EXERCISE GOAL:
Write the next part of the article on integrated direct materials management, picking up right after its final sentence.

EXTRACT:
============

What it takes to “manage direct materials” has changed significantly over the past two years. The conversation has shifted from optimizing sourcing costs—which is, of course, still important—to securing supply and building greater resiliency and sustainability.
Thus, effectively managing the materials and components that go into the products a company creates requires something far different and more complex: an end-to-end approach that cuts across every supply chain function, a company’s business units, and the geographies the company operates in and serves.
What’s the Answer?
A new integrated approach to direct materials management, with data and analytics at its core, can help companies bring together the key internal players needed to begin capturing the full range of value from direct materials that currently remains trapped in their supply chain—across design, planning, engineering and sourcing, to manufacturing, fulfillment and servicing finished goods.
What is that Value?
“Value” is more than cost reductions or margin increases. It can also be measured in terms of resilience and responsibility. For example, optimized product design can bolster resilience if components can be easily interchanged for alternatives if the original suddenly become scarce. And designs are more responsible and sustainable if they better meet demand, reducing waste by keeping non-value adding products off the shelves and out of inventory. Here are just a few examples of the hidden value in the direct materials supply chain:
Design: 50%+ of a product’s cost can be determined in the design phase. Reducing product complexity and optimizing the product portfolio can generate a 30% increase in value.
Production: In many manufacturing industries, 60%+ of sales value is attributed to direct materials. Savings efforts go directly to the bottom line, increasing profitability at a 1:1 ratio.
Sustainability/responsibility: Consumers are demanding companies become more responsible with decommissioning products they produce. Reducing carbon emissions and increasing circularity could create 20% more value.
How Can Companies Capture the Value They’re Overlooking?
Leading enterprises are using integrated direct materials management (IDMM), a collaborative, cross-functional and data-driven approach that ensures resilient, cost-effective and responsible direct materials flows.
IDMM is built on three pillars: 1) strategic cost management; 2) new ways of working; 3) responsible and resilient sourcing. Its foundation, though, is the use of data and analytics to provide a consistent approach, a prescriptive and predictive view, and deeper insights into direct materials and supplier management across the enterprise.
How Do the Three Pillars of IDDM Deliver Value?
Let’s take a closer look at each pillar—what it means and the moves you can make.
1. Strategic cost management: Maximizing the return on spend
This is all about the basics: getting the most out of your direct materials spend—typically, by generating maximum savings on what you buy. A company has multiple levers at its disposal in how it manages sourcing and supply chain performance from planning through service to maximize savings and boost profitability. The most impactful include:
• Global strategic sourcing (reshoring vs nearshoring vs offshoring)
• Should-cost modeling
• Commodity risk price management
• Product complexity management
• Value engineering
• Design-to-margin.
2. New ways of working: Creating an operating model for interconnected ecosystems
Procurement needs to change how it operates, infusing the right combination of digital tools and enablers to build the digital capabilities needed to increase operating model effectiveness and efficiency. These include a new digital core to simplify and standardize operations; technologies such as robotic process automation, artificial intelligence (AI), and blockchain to fuel innovation; and a cloud platform and connected applications to manage complexity and scale.

============

DATA EXCERPT:
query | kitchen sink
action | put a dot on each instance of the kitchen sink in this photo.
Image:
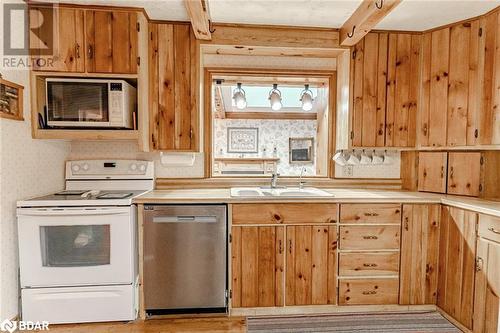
(254, 192)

============

RESULT:
To drive your supply chain to become more digital, look at:
• Global operating model design
• Digital procurement
• Automation
• Variabilization of cost structure
• Workforce of the future.
3. Responsible and resilient sourcing: Minimizing risk and maximizing visibility
Companies need to minimize supply and supplier risk to ensure they can effectively meet demand while reducing negative impacts on society and the planet. While structural visibility is a requirement, companies must work toward dynamic visibility in order to strengthen supply chains and increase resiliency to disruptions. In fact, only about 40% of respondents in our recent report, “The Benefits of Supply Chain Visibility,” said they use data prescriptively.
IDMM’s focus on responsible sourcing initiatives helps companies balance traditional and new procurement priorities to deliver not only on profitability and growth, but also on responsible business practices across the supplier base. Creating structural flexibility and resiliency across your supply chain to mitigate business risk, while being responsible, starts with:
• Supply chain resiliency testing
• N-tier visibility
• Inbound supply chain control tower
• Raw material tracking and traceability
• Responsible and sustainable sourcing (ESG considerations)
• Co-innovation with suppliers to drive responsible practices.
As the preceding suggests, transforming direct materials management requires an enterprise-wide commitment and isn’t easy. But it has the potential to deliver major value.
Why Do Companies Need to Make IDDM a Priority?
The large scale of disruption and change companies face today requires a new approach. Companies need to think more holistically about direct materials beyond sourcing costs. They need to consider how they can positively influence direct materials from product design to servicing, and more tightly connect functions, business units and geographies. That’s what’s required to stay competitive. And that’s what IDDM can deliver.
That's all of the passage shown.